INSTRUCCIÓN A » En el pasaje sobre la vejez y la muerte, ¿con qué título publicó Rosa Montero la columna dedicada a Juan Margallo?
INSTRUCCIÓN B » Continúa el pasaje sobre la vejez y la muerte a partir de su última oración.

PASAJE DADO »
——

Después de leer sus palabras y cada una de sus entradas de este diario, me sentí parte de ese día a día, como si yo fuese la autora yendo a visitar a mi madre anciana en una residencia de París. Viendo –y viviendo- de cerca la degradación del físico y del intelecto, de la memoria perdida, de la lejanía de la mirada, del cuerpo inerte sentado en una silla viendo pasar los días como sin saber de su existencia, ese-«mi madre pierde el color. Envejecer es perder el color, hacerse transparente»,y me puse a pensar en la dureza del relato y en la dureza de la vida. En ser consciente del inevitable envejecimiento de los padres, –que derivará en el de nosotros mismos en un futuro–, de la muerte cercana, la pérdida y la posterior convivencia con la inexistencia infinita. 

«Constantemente, me pregunto cómo percibe ahora el mundo. Cuando pienso en lo que ha sido, en sus vestidos rojos, su esplendor, me echo a llorar. Muy a menudo, no pienso en nada, estoy junto a ella, eso es todo. Para mí está, siempre, su voz. Todo reside en la voz. La muerte es, sobre todo, la ausencia de voz», escribe en su diario. 

En su columna semanal en El País, a principios de este mes, Rosa Montero dedicó la suya al fallecimiento del actor y director teatral Juan Margallo, a sus recuerdos de juventud, a la amistad que les unía y al amor que se profesaban su mujer y él, bajo el título de Juan y Petra. Reveladoras son también sus palabras sobre la vejez y la muerte: 

«Pero hay algo que te transporta inevitablemente al pasado, y es el fallecimiento de alguien querido. Envejecer no tiene la menor gracia, pero lo peor es que se te muera la gente cercana y que parte de tu mundo desaparezca, como cuenta Cristina Fernández Cubas en su precioso libro de memorias Cosas que ya no existen. La realidad, en efecto, se va borrando. Observa, por ejemplo, cuántas bajas hay tan sólo en las primeras líneas de este artículo: ya no están ni Juan ni Antonio, y la residencia universitaria San Juan Evangelista se derrumba, abandonada y ruinosa. Se amontonan las ausencias que el tiempo provoca. Digamos que me siento árbol de un bosque que está siendo talado».

——

CONJUNTO DE DATOS »
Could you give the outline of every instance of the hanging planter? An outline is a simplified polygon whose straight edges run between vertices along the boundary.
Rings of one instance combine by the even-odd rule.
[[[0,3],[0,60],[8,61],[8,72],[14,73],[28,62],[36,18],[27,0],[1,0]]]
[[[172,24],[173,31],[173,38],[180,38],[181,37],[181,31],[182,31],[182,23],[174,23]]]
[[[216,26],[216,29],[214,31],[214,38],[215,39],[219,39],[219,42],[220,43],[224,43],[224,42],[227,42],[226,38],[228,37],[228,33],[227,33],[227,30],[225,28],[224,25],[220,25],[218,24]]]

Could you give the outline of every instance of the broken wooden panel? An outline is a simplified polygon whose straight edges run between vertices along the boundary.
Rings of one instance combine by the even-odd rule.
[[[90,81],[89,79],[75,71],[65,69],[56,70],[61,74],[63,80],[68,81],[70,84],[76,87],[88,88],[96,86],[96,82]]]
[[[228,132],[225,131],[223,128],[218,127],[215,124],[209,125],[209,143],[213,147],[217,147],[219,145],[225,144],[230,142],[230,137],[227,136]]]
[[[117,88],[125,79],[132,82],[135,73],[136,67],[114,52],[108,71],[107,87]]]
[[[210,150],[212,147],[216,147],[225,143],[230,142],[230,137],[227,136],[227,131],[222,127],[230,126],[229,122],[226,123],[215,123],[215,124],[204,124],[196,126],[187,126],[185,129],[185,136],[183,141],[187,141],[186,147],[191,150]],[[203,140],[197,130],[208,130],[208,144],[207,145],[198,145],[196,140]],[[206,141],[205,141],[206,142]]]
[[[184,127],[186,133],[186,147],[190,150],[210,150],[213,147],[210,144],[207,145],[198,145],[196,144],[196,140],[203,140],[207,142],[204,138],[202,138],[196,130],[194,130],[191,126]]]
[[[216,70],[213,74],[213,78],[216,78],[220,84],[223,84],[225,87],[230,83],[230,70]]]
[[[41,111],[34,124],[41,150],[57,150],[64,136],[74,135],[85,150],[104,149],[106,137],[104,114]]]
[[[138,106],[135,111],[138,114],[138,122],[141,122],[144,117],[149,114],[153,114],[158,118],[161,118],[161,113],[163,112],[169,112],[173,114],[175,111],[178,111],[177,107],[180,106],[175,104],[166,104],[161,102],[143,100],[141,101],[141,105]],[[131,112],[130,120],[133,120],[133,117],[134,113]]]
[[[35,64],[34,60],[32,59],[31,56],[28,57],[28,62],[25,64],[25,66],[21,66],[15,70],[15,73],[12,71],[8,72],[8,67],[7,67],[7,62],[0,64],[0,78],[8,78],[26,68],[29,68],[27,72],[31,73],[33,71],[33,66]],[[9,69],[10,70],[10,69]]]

——

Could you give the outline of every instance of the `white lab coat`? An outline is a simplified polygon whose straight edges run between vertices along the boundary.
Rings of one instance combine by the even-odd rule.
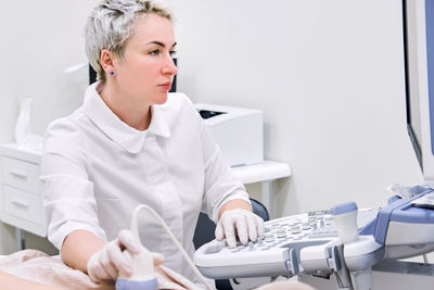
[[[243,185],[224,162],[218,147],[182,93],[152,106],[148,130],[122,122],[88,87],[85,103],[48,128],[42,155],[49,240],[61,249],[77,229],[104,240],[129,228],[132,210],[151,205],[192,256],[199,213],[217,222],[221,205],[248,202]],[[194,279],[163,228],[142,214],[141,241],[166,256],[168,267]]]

——

TU RESPUESTA A » Juan y Petra.

TU RESPUESTA B »
Vendrá la muerte y tendrá tus ojos. Tenía razón Pavese. Tiene razón Ernaux. Y Montero. Somos vulnerables, tenemos el reflejo de nuestro yo futuro junto delante. Algún día, envejeceremos, seremos cuidadores, y también seremos cuidados, en el mejor de los casos. Y, algún día, nos iremos. Dejaremos de escuchar la voz, y dejarán de escuchar la nuestra. 

«Ella es el tiempo para mí. También me empuja a la muerte. Ya no volveré a oír su voz. Es ella, con sus palabras, sus manos, sus gestos, su manera de reír y de caminar, la que unía a la mujer que soy con la niña que fui. Perdí el último nexo con el mundo del que salí».

Una mujer – Annie Ernaux 

Noelia Blanco Rocamora

Periodista, lectora, escritora, exploradora emocional y víctima de la introspección.